▶ [STATED GOAL]: Scale the stretch from the line containing "QA review pass — verify and re-annotate all instances of wrist" through the end of the records. Write out every line in that stretch again, requests included, multiplying each box coordinate in the answers by 1.1 and rounding to whole numbers with halves rounded up, while leaving the numbers in the requests and their format samples unchanged.

-- Start DATA ENTRIES --

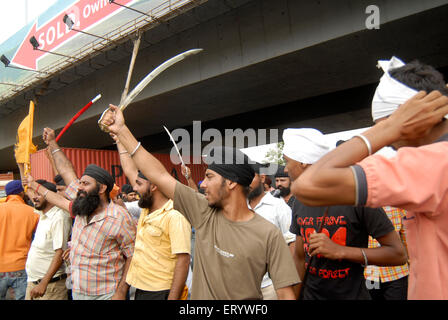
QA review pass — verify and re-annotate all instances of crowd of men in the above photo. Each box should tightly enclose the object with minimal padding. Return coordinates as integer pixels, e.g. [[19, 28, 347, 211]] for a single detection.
[[0, 57, 448, 300]]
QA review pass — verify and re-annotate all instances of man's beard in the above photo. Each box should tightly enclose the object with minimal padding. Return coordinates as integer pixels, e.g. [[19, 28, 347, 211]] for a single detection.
[[72, 185, 100, 217], [247, 182, 264, 201], [138, 190, 154, 209], [278, 186, 291, 197]]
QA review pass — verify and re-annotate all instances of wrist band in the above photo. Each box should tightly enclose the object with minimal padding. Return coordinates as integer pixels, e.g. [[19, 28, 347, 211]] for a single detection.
[[354, 134, 372, 156], [361, 248, 369, 267], [131, 142, 141, 157]]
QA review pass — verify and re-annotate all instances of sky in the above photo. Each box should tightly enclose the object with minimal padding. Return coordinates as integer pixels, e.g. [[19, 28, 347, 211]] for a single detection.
[[0, 0, 57, 44]]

-- End DATA ENTRIES --

▶ [RESPONSE BELOW]:
QA review pass — verify and re-annotate all instances of wrist band in the above photo. Each box should tightly enclose the object with minimal padding. Return coordinates as integer pixels, e.g. [[19, 28, 347, 211]] for a single detection.
[[389, 147, 409, 172], [397, 273, 406, 294], [144, 156, 155, 173]]
QA review pass — verify and re-annotate all instances of sky in the above photo. Each box should tightly enclose the object with minimal padding. Return coordinates as integer pixels, e.g. [[19, 28, 347, 211]] for a single detection.
[[0, 0, 63, 48]]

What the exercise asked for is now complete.